Friday, September 17, 2010

School Begins!

I can't believe that my little baby girl is so grown up now! She does so well in school and is so SMART! I am so proud of her. She has a really good teacher this year (again) and I know she will go far in all she does! Thank goodness for the Rozet school. I love it. I am scared to death for after the 6th grade since this school only goes to 6th. I do NOT want the kids to go to Gillette. I dont want them to go to Moorcroft because I will have to drive them and I am scared to DEATH to let them drive on the interstate in the winter (once they are old enough to drive that is). I don't know what I will do. I literally sit up at night and fret about what we are going to do! I know it will all work out whatever it will be, I do have faith! It just scares me right now.

I am so excited for my little Weylon to go to preschool this year. I figured he better go cause next year when he hits kindergarten it will be pure HELL to have him go all day everyday! Preschool here is on tuesday and thursday all day! And he gets to ride the bus to school and home. Its a good introduction into next year! And I was so nervous I would get a phone call for him that he was melting down. But he didnt! He did great and LOVES it! His teacher Kathy Reynolds is the cutest, nicest lady and he LOVES her. That helps! I am proud of him for going. I know it was scary. But I know he will learn lots and do really well this year!

Its actually really nice on my Tuesdays here. Its just me and Oaks! We like our quiet time together. She misses her "YayYay" and "Sissy" but I think she likes just me and her on that day! The rest of the days I tend other kids. And thats nice cause it entertains Oaks and I get paid!

All in all I think we are up for a GREAT school year! I am proud of my kids and I love them so much!





Schools out! They are RUNNING home from the bus!
Waiting for the bus! I was so nervous for little Weymore's first day! Thank goodness for his big sissy!
Can't believe Savanna is 7 and in 2nd grade! Times goes WAY TOO FAST!
Weylon was so scared the night before he couldn't fall asleep. Then he was so EXCITED he waited outside for the bus for over 30 minutes!~
Can't you feel the LOVE between them!
Gotta stick a pic of OakLeigh on that day! She had fun watching for the school bus too!

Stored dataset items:
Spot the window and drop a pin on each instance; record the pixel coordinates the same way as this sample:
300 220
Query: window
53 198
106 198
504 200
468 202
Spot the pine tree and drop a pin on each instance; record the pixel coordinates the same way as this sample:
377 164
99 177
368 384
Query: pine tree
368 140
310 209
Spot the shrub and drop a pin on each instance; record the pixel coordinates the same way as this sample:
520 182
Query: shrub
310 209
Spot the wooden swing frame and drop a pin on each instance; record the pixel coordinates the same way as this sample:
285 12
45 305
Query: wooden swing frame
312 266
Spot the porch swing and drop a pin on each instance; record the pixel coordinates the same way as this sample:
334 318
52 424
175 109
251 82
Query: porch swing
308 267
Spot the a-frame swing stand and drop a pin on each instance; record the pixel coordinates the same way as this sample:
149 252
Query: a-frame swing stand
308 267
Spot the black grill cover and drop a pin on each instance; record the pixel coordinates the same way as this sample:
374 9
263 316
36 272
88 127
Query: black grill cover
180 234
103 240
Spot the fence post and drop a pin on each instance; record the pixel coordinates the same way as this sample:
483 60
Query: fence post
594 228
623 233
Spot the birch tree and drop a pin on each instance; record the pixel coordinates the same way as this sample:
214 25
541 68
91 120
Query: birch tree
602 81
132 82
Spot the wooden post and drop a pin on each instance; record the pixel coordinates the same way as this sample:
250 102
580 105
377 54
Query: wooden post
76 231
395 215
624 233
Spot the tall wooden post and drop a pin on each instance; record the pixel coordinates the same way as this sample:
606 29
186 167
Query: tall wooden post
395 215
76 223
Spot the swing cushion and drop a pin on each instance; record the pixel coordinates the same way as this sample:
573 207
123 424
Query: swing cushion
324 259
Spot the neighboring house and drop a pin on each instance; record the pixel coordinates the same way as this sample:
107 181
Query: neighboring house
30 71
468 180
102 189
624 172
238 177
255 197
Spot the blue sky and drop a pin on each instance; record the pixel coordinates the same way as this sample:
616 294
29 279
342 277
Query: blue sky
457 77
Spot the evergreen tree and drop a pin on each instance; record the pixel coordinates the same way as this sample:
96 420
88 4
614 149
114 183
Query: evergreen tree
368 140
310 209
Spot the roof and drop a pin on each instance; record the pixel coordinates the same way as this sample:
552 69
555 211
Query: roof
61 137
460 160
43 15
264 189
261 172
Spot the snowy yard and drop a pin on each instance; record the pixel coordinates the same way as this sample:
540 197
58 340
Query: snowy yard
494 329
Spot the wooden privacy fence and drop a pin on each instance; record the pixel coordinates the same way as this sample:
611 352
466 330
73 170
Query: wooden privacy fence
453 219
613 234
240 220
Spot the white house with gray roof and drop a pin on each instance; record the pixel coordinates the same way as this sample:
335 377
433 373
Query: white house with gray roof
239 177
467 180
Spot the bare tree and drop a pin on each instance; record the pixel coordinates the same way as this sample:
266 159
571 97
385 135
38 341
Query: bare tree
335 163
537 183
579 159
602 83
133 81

TASK ITEM:
Copy everything from "Can't believe Savanna" down to "school bus too!" in the school-start post, replacing "Savanna" with "our oldest".

SOLUTION FOR THIS EXERCISE:
Can't believe our oldest is 7 and in 2nd grade! Times goes WAY TOO FAST!
Weylon was so scared the night before he couldn't fall asleep. Then he was so EXCITED he waited outside for the bus for over 30 minutes!~
Can't you feel the LOVE between them!
Gotta stick a pic of OakLeigh on that day! She had fun watching for the school bus too!